> _What you should do_: Locate every line in the rows below that contains the string "trees", and copy each of those lines.

Point annotation records:
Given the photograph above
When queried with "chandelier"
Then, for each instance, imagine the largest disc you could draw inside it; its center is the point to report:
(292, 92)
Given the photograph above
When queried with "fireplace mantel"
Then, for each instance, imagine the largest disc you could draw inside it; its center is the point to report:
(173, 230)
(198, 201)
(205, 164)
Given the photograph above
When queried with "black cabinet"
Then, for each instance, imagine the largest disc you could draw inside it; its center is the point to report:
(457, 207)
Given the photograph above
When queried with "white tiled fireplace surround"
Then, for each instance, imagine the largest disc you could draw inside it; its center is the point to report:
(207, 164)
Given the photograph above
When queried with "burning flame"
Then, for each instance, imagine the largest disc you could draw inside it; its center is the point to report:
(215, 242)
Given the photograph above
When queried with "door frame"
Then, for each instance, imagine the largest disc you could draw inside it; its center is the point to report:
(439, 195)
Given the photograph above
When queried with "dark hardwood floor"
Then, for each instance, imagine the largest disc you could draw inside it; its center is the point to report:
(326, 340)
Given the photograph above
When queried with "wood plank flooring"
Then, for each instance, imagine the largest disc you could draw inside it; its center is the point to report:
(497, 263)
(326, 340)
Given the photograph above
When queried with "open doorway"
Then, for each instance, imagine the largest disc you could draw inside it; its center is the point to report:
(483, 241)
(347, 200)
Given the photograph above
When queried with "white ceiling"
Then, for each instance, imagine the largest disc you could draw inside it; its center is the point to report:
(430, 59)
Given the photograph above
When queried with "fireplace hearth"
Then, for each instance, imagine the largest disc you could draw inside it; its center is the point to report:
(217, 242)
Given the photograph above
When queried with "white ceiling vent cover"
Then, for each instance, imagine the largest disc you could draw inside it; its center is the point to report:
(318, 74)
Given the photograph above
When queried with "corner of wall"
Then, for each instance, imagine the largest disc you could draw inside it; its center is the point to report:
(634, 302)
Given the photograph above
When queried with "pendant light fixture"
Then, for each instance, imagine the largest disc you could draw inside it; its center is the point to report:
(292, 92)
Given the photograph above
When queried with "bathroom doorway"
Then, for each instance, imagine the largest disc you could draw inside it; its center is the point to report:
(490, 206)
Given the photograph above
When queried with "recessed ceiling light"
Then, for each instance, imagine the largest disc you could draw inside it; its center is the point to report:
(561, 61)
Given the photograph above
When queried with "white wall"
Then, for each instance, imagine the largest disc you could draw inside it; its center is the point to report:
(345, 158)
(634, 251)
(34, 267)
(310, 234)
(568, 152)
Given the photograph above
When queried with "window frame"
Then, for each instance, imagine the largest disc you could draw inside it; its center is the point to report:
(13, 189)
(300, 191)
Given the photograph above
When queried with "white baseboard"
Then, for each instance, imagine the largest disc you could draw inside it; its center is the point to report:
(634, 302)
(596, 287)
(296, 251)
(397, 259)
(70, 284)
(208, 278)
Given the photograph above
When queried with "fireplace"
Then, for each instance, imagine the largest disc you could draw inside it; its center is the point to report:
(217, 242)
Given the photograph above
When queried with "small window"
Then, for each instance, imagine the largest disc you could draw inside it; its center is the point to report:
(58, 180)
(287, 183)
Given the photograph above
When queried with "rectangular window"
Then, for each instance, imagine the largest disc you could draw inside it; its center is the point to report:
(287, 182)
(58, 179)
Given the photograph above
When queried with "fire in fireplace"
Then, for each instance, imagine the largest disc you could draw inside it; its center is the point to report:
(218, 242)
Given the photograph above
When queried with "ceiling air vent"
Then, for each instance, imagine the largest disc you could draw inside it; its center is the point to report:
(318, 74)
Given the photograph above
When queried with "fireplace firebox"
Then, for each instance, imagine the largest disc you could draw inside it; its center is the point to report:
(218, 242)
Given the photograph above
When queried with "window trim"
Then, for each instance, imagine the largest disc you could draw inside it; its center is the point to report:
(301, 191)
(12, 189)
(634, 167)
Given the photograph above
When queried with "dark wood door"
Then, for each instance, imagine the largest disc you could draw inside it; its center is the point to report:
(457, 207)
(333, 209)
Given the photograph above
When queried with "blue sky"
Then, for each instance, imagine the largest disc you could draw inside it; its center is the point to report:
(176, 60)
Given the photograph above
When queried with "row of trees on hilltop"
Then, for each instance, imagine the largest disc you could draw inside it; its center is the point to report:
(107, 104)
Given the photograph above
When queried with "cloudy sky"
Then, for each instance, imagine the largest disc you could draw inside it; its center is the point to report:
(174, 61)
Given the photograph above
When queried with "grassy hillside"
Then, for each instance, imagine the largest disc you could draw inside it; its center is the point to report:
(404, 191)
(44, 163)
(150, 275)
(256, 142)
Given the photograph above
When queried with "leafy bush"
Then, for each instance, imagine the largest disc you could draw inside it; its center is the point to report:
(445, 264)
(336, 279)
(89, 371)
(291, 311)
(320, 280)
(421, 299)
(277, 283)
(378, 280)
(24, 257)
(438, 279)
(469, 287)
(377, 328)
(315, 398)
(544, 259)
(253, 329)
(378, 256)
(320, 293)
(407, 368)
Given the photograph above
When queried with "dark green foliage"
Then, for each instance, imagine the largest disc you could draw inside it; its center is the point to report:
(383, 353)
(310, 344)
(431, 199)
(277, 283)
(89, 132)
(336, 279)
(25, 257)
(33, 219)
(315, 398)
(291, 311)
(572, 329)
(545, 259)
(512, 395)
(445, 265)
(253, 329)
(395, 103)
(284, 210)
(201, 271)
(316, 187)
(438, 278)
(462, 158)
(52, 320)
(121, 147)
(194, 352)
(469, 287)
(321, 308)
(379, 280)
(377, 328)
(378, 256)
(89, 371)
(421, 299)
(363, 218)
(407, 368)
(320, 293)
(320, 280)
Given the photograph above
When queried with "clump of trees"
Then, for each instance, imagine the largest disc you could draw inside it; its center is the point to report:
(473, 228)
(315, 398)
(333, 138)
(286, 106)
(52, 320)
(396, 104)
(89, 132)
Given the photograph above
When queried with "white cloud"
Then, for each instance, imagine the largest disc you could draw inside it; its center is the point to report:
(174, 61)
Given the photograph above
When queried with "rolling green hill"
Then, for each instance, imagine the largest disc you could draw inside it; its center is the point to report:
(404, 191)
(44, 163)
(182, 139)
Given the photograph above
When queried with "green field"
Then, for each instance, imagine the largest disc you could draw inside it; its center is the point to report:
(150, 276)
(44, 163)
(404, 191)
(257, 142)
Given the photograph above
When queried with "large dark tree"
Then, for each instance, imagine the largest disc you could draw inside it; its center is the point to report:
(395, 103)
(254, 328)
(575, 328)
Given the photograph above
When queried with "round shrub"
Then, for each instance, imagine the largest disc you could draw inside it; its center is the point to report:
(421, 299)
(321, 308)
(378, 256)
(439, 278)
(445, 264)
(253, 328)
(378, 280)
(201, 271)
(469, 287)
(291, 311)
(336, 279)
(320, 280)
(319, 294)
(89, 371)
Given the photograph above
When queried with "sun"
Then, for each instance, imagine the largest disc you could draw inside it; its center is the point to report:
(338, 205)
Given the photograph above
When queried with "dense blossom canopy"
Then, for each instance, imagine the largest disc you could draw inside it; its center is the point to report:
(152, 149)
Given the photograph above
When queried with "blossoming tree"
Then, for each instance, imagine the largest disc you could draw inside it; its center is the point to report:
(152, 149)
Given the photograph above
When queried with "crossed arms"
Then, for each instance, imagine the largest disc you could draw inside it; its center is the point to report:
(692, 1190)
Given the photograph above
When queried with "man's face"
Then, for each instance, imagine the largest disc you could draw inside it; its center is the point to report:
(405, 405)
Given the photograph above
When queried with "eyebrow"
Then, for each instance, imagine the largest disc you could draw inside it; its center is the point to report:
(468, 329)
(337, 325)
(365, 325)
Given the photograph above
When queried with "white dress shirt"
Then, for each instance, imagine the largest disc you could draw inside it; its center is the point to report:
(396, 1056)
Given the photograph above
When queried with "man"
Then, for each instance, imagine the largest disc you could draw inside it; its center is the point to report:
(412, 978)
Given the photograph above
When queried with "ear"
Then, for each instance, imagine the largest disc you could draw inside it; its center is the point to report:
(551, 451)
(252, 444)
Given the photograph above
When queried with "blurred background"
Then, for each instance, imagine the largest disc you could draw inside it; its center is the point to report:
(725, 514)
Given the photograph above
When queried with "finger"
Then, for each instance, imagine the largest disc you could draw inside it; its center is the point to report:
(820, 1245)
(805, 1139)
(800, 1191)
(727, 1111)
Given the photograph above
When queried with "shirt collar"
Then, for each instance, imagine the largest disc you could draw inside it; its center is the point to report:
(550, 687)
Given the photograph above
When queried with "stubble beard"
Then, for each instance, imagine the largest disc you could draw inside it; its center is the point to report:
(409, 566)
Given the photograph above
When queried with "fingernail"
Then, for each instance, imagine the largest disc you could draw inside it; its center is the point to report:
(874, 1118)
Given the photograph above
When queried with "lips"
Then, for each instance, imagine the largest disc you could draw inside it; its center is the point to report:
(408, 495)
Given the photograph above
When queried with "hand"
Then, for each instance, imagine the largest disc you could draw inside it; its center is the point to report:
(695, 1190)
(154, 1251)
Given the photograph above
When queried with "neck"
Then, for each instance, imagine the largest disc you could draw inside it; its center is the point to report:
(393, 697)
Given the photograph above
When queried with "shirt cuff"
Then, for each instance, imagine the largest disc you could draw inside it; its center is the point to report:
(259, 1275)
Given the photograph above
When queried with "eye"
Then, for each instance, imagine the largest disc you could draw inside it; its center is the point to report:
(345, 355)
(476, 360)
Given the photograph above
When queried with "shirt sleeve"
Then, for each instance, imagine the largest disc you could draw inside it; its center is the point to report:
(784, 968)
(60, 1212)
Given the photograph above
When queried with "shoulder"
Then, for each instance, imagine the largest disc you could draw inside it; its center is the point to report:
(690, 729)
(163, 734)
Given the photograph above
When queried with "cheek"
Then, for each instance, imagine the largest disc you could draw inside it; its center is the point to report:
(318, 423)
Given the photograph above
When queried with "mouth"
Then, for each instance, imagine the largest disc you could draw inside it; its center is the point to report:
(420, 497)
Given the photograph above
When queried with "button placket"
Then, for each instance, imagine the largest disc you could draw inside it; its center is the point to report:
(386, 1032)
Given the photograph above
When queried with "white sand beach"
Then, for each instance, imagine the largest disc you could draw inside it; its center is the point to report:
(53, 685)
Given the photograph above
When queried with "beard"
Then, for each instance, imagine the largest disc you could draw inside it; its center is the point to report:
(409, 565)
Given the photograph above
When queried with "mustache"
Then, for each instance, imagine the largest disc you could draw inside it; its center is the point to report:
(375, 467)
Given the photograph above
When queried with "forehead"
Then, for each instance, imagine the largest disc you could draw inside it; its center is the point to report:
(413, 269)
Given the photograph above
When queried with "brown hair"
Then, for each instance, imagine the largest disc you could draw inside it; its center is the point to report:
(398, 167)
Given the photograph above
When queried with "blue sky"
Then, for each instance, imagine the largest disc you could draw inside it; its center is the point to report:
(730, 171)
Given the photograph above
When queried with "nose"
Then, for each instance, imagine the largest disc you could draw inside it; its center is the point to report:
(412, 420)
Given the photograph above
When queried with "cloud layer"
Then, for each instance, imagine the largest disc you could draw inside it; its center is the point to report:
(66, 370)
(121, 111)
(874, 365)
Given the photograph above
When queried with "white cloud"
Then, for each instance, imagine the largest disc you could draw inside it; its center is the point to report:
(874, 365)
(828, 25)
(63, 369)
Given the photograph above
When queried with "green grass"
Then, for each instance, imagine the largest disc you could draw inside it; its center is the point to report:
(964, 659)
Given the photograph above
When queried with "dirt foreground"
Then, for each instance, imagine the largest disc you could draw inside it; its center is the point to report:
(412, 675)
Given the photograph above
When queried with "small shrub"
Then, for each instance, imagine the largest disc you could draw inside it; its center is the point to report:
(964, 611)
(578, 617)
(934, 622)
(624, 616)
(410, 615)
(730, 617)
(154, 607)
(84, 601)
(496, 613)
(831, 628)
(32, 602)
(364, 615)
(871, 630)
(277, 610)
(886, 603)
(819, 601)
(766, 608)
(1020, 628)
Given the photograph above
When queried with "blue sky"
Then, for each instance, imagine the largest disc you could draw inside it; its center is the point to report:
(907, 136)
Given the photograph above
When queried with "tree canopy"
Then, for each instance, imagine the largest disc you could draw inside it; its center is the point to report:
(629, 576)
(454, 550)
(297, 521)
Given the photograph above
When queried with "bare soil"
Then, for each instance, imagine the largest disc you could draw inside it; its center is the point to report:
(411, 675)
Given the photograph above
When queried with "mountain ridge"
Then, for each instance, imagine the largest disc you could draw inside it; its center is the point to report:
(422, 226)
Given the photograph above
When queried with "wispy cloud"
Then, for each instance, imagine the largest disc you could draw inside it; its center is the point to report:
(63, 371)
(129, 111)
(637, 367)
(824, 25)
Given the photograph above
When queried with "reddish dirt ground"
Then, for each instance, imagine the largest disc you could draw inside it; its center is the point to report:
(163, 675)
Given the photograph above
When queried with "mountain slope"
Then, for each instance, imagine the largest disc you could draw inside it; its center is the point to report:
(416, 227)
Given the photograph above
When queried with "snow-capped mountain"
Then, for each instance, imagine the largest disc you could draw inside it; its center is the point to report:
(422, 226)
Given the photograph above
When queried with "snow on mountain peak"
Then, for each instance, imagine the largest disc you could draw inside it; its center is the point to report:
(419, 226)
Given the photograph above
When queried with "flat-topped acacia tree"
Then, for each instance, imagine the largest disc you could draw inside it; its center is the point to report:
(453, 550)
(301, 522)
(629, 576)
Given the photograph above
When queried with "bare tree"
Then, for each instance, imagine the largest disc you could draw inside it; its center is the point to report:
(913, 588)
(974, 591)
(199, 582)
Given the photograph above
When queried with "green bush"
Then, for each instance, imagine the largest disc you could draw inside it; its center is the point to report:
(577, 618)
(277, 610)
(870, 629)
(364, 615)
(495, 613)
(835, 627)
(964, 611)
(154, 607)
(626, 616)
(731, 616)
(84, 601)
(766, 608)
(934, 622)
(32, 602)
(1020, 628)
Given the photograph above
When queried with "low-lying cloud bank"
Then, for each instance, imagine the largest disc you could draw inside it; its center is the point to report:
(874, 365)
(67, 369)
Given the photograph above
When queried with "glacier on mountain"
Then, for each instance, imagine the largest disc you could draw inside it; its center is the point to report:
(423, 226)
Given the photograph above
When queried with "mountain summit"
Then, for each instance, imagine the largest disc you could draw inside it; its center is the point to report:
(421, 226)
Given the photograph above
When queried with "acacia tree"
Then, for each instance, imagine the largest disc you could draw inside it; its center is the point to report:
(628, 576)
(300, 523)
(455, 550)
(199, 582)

> _Solution for this exercise_:
When queried with "row of trees on hilltop"
When queried with "clump of trees"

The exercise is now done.